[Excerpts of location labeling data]
——
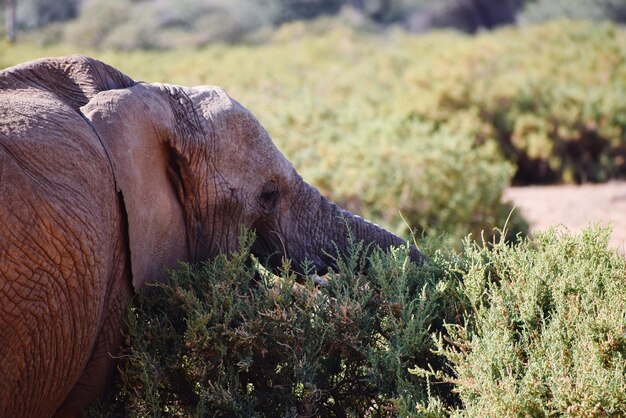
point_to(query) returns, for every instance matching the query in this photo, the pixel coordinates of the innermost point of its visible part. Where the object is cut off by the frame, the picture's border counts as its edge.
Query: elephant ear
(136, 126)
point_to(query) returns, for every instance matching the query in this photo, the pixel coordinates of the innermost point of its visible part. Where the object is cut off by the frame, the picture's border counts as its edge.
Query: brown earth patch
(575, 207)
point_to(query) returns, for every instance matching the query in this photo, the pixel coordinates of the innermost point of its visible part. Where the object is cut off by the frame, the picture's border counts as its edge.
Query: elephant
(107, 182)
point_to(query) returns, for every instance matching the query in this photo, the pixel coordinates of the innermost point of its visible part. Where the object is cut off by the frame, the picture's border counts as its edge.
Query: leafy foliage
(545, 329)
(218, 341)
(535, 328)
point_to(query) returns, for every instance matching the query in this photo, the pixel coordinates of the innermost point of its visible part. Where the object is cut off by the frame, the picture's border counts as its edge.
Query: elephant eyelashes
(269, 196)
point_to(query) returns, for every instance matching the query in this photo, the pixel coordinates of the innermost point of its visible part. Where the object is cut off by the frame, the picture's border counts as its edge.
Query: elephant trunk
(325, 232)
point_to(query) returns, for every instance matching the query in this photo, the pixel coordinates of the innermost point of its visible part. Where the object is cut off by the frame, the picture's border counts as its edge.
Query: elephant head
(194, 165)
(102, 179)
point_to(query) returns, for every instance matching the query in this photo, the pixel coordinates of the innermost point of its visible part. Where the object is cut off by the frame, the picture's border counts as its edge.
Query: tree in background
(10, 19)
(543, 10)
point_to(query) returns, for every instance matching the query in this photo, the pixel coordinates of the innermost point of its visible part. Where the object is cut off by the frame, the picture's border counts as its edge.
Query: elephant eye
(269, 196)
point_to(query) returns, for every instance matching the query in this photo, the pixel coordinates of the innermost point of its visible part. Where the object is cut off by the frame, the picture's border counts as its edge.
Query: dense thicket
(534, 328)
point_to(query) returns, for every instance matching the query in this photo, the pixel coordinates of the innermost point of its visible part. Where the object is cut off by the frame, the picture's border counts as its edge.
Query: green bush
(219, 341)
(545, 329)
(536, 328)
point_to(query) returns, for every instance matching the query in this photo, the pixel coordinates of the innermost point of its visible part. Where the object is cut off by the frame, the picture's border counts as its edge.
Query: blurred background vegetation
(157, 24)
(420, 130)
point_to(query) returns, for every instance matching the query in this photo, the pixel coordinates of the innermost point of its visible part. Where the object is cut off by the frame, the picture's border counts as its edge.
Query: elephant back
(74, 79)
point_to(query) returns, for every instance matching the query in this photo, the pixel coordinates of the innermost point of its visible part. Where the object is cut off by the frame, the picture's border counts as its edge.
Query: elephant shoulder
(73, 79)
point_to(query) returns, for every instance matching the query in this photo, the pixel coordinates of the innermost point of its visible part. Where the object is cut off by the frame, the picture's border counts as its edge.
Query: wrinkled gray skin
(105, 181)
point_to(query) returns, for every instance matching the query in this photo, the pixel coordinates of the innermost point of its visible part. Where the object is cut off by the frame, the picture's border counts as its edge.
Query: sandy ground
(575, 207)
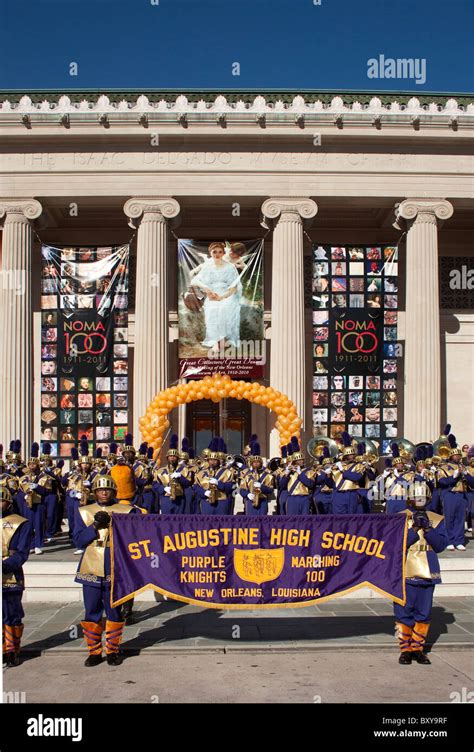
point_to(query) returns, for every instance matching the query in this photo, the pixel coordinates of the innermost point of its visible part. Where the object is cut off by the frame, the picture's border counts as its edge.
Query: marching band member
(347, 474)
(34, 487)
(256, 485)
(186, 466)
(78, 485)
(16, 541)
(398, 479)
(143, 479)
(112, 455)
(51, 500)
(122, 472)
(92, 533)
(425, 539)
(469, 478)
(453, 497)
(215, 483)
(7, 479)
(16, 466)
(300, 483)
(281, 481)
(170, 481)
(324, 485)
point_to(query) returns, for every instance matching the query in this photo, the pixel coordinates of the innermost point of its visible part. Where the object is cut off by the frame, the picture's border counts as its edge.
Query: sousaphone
——
Restate the data above word for word. Skip every picture.

> _Finished exercise_:
point_to(query) returns, for every instance matching the query in this photo, the pixel coordinates of the innermost point of its visible part. Where the object is cut off by the frame, the picture's border counts as its edge.
Query: elephant ear
(136, 126)
point_to(query) returns, for every instance matching the query in this photo, the pixel coordinates of the innermost point of its visible part. Where the object is cut off by the frame, the picture's border counts as its edge.
Query: brown earth patch
(575, 207)
point_to(query) returns, for every instance matching the query in this photo, the pixel coordinates of the innermost point of its visible part. Where the object is cut off by the frame, the picture's border counts as its edge.
Query: elephant
(107, 182)
point_to(query) returns, for every instance matching the query in this photo, the pixel coordinates of the innermost point of its visible part. Where the object is cut off by the frame, the picture's border counts as its edge.
Query: leafy foliage
(545, 329)
(218, 341)
(535, 328)
point_to(query) returns, for every instance matching the query in this photo, the pixel coordinates of the innermost point of its visible part. Where the object is cut off by the frame, the picture's border counts as its edge.
Query: elephant eyelashes
(269, 196)
point_to(query) returns, for every instance matching the query in this photo, the pixel coordinates of the innermost point of its visible part. Where the object is cut off by the frame, the picture's border counts as its edge.
Query: elephant trunk
(325, 232)
point_to(query) returns, for every instance matching the query in this photo, the pixel coordinates of the innermost point of its visible part. Where the object is cut off by the frame, the picture's border counts as its edge.
Query: elephant head
(194, 165)
(102, 179)
point_to(query) returns, for every instance matching the query in this photo, the pixel coordinates of the innermost point of its visible part. Where the object is cut off by the frame, the picture's border counts as its edge.
Query: tree in background
(10, 19)
(543, 10)
point_to(query) returns, for every instance matching the query in this photo, the pixel coordinates of the innermost point of its visible part. Where the object is cut off by the frame, the picture's border counts as its edge.
Query: elephant eye
(269, 196)
point_to(query) returns, for every instance matching the query in this photo, the pixel coordinates of the innermost point of its visible part. Where the object is cut off by the frame, the picture's border counts as its edge.
Query: dense thicket
(534, 328)
point_to(query) returns, for every instance matching the query in this photo, the pixel coordinates of the innermost point of its visible part. Where the object is cut off by the frame, the picture's border counts as its edge.
Query: green bush
(219, 341)
(545, 329)
(536, 328)
point_to(query) returns, for every instance matching the query in this photo, the pixel coordinates of the innermost point of its visible part. Where the object is cut off by the frame, the picture's border counts as its edge.
Query: blurred background vegetation
(157, 24)
(420, 130)
point_to(query) returns, for every instance matching the query in this photo, the pixel coordinates of the innermost point of its visible part. Where the object is cut off by the frame, the picture's border counts as its edge.
Query: elephant back
(74, 79)
point_to(query) returns, for every instance matching the query in this photo, the pixel coordinates of the innermost point of its visible part. Where the object is cut off by the frame, the picture's border counts as its edge.
Query: elephant shoulder
(73, 79)
point_to(query) returns, for every instance matching the query in this photo, the pixel coordinates of the innermost point of its visible part. Where the object is cut off by the frame, the picture's border counts as its edge.
Query: wrinkled gray skin
(105, 181)
point_to(query) returns, for every instance matching the query in this photo, the pixel coordinates of the innermost point of its visible part. Where the object is cut off by the frame, the picture's border counts as its edge.
Query: sandy ground
(575, 207)
point_to(query) returns, for every instance matching the query in this photo, the pixel coordinates of the innermost point of its visible part. Where the object is cut off by the frame, the picture's border counts as its edge.
Query: marching band member
(347, 474)
(34, 487)
(256, 485)
(186, 466)
(78, 485)
(16, 541)
(398, 479)
(143, 479)
(112, 455)
(51, 500)
(122, 472)
(92, 533)
(425, 539)
(469, 478)
(453, 497)
(215, 483)
(7, 479)
(16, 466)
(300, 483)
(281, 481)
(170, 481)
(324, 485)
point_to(query) returns, for every instance matching the query in this photo, the pixel coordinates of the innermost point of its visible part. Where the object is cut off by the frame, the picture's border counts as its edge.
Query: sousaphone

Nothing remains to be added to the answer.